_DOKUMENTTEXT_.
:::::

Stielike kehrte irgendwann auf die Bühne zurück, arbeitete ein paar Jahre als Klubtrainer in Katar. Im vergangenen September dann die große Aufgabe: Südkorea – ein paar Wochen nach dem WM-Debakel, als das Team ohne Sieg schon nach der Vorrunde nach Hause fuhr. Enttäuscht waren sie in Seoul damals, beleidigt sogar. Man sieht sich in Südkorea eigentlich als kommende Fußballmacht. Seit der erfolgreichen WM 2002 im eigenen Land war es mit dem Sport kontinuierlich aufwärtsgegangen.
So hatten es jedenfalls die Südkoreaner selbst gesehen. Uli Stielike hatte eine andere Auffassung, als er seinen Job antrat. „Ja“, sagte er, „natürlich hat das Land Fußballpotenzial. Aber mehr auch nicht. Da ist einiges zu tun.“ Keine Strukturen im Jugendfußball und in der Trainerausbildung und einen Ligabetrieb mit taktisch allenfalls zweitklassigem Niveau habe er vorgefunden, sagte er.
Aber sein Interesse war geweckt. Stielike zog noch im Oktober mit seiner Frau aus dem beschaulichen Ketsch bei Mannheim in ein Apartment in Seoul und begann mit seiner akribischen, ja sturen Arbeit: Scouting vor Ort und in Europa, Workshops mit Verbandsmitarbeitern, Trainingscamps mit lokalen Spielern, schließlich die Nominierung für den Asien-Cup. Spätestens da waren sie aufgerüttelt in Seoul. Stielike verzichtete auf einige Altbewährte, holte stattdessen einige No-Names aus der eigenen Liga. Stürmer Jeong-hyeop Lee zum Beispiel. Den 23-Jährigen fand er im November im Armee-Klub Sangju Sangmu in Seoul und machte ihn zu seinem Stürmer Nummer eins. Ein Volltreffer. Lee erzielte bislang drei Turniertore, unter anderem das 1:0 im Gruppenspiel gegen Australien und das wichtige 1:0 im Halbfinale gegen den Irak. „Er ist einer, mit dem ein Trainer gut arbeiten kann. Er hört zu, will lernen, versucht die Dinge umzusetzen“, lobt Stielike.
Bislang waren die Spieler die Fußballhelden der Nation, allen voran Leverkusens Heung-min Son, der Goalgetter. „Der kann sicher nicht einfach so in Seoul über die Straße gehen. Da käme er nicht weit“, sagt Stielike. Jetzt ist der Coach drauf und dran, seinen Spielern den Rang als Liebling der Nation abzulaufen. „Er ist ein Trainerfuchs“, sagt Young-pyo Lee bewundernd. Lee ist einer der bekanntesten Alt-Internationalen, er arbeitet mittlerweile für den Verband. „Als er kam, hat er uns gesagt, die Spieler seien auf dem Platz zu brav. Da müsse eine neue, eine härtere Mentalität her“, berichtet Lee. Stielike hat das Thema angepackt. In der Foulstatistik des Asien-Cups sieht das Resultat so aus: 83-mal haben Südkoreas Spieler selbst gefoult, 61 Tritte eingesteckt – und schon 10 Gelbe Karten kassiert. Zum Vergleich: Das ausgeschiedene Japan foulte selbst nur 62-mal.

:::::

_GEGEBENE DATEN_.

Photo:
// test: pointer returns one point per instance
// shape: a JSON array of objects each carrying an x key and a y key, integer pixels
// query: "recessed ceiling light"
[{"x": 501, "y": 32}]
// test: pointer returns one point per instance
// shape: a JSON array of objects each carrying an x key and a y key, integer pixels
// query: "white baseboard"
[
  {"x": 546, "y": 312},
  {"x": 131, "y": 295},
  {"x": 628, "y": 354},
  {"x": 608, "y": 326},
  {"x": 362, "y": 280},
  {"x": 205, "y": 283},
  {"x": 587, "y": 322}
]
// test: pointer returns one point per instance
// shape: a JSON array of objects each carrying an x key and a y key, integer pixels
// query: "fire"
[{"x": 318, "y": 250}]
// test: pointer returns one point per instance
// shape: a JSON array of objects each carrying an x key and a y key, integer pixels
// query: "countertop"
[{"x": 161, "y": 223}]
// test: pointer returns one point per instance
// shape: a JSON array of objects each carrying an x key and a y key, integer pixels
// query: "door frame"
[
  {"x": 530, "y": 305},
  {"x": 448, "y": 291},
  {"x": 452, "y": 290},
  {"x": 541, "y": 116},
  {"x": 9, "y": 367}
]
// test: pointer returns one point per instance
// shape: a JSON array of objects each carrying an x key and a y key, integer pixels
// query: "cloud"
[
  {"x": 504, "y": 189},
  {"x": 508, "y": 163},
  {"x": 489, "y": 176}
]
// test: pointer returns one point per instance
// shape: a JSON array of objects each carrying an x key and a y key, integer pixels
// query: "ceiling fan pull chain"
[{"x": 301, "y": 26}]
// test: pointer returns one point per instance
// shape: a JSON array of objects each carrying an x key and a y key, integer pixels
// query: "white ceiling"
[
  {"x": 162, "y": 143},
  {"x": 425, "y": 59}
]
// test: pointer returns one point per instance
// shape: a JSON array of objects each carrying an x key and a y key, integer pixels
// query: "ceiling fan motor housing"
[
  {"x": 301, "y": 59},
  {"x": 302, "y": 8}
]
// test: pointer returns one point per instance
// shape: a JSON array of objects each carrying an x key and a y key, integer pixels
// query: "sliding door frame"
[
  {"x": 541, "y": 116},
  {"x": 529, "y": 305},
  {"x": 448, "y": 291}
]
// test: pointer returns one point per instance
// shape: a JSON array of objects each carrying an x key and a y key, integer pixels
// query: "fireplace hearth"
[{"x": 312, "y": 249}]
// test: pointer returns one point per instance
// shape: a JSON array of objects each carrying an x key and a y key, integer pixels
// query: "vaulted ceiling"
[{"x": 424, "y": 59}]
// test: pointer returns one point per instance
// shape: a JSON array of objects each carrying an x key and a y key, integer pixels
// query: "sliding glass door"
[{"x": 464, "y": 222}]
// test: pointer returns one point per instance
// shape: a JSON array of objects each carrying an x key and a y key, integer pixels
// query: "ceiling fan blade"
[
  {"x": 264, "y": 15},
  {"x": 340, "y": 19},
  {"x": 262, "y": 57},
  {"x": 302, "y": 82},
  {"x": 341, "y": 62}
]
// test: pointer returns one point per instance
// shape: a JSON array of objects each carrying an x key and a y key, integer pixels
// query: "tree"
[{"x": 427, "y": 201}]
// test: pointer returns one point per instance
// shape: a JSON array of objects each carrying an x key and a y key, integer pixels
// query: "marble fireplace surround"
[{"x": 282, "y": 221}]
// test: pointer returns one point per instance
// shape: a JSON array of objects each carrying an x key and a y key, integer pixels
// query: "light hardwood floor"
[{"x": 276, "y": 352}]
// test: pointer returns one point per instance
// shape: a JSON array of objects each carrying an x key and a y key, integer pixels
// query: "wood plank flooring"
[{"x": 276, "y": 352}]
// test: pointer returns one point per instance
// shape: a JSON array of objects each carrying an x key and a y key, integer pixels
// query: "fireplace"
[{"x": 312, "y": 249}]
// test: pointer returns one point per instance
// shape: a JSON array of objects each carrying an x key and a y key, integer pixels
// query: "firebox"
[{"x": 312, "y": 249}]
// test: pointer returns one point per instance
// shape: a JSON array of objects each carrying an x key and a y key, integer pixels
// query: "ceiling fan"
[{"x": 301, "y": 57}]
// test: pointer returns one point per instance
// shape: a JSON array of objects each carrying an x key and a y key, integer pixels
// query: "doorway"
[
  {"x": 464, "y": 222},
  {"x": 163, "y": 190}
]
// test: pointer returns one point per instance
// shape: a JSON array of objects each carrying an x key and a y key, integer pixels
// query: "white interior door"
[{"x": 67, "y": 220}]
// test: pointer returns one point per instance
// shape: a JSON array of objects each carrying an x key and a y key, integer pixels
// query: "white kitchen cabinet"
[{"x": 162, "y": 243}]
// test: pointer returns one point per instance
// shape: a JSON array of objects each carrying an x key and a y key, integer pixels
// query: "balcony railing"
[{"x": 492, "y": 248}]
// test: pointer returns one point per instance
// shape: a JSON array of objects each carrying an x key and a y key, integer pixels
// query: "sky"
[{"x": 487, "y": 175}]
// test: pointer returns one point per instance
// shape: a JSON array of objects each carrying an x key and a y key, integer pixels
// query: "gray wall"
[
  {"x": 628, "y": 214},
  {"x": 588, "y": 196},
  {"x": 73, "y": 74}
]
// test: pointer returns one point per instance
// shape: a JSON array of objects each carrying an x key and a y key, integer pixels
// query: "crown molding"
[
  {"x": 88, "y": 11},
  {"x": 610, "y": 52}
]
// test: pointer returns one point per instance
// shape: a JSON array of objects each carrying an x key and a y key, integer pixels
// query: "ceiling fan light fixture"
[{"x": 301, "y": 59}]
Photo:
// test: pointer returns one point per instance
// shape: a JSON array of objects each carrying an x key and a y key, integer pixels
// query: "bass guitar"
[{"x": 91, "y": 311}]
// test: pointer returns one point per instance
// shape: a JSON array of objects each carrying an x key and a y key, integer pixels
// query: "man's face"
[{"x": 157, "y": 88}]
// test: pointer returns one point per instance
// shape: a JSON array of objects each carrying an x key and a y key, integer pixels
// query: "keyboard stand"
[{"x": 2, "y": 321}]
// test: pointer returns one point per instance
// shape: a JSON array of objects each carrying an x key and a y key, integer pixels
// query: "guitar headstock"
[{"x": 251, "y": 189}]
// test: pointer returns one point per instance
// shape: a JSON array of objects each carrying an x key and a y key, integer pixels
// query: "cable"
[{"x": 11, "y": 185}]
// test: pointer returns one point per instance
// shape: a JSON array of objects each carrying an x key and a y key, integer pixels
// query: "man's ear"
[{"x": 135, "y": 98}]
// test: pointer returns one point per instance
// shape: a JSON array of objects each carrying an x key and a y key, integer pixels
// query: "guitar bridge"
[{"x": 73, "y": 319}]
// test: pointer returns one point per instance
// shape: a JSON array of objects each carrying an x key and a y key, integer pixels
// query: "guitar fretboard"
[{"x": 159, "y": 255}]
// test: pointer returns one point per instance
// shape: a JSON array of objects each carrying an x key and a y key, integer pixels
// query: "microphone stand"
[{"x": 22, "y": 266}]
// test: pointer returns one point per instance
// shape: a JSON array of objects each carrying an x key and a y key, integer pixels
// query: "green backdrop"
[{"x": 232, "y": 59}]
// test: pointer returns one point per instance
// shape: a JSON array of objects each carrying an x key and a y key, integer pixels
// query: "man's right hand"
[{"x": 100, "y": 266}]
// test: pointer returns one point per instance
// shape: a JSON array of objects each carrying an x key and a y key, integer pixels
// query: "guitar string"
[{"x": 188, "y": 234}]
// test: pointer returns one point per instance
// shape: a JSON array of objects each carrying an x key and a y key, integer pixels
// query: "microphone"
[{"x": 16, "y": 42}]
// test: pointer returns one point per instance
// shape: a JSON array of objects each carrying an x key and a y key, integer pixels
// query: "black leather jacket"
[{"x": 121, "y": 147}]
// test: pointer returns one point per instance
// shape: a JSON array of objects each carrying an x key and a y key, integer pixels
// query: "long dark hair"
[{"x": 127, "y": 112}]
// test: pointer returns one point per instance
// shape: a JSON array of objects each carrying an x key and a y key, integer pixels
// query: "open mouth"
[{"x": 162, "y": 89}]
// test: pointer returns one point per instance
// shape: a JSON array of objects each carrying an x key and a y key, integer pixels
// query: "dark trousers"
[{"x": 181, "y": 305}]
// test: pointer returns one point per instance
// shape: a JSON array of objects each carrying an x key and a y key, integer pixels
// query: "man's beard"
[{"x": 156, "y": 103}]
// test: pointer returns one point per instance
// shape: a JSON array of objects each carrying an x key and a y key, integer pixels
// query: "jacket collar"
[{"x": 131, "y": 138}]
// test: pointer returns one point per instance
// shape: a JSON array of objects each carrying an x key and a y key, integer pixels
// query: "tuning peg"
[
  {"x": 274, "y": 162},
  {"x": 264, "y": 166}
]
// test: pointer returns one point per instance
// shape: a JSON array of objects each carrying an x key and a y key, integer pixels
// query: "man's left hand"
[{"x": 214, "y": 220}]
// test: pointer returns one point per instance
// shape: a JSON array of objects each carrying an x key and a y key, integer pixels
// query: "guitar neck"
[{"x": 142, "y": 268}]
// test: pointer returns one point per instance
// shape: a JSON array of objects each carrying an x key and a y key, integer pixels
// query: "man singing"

:::::

_ZU BEARBEITEN_.
1. Wie lautet der Satz „Man sieht sich in Südkorea eigentlich als kommende Fußballmacht.“ aus dem Text über Uli Stielike auf Englisch?
2. Wie viele Zeilen der Datensätze enthalten die Zeichenfolge „guitar“?
Die Datensätze stehen in keinem Zusammenhang mit dem Text.

_ENDGÜLTIGE ANTWORTEN_.
1. In South Korea, people actually see themselves as an up-and-coming soccer power.

2. 6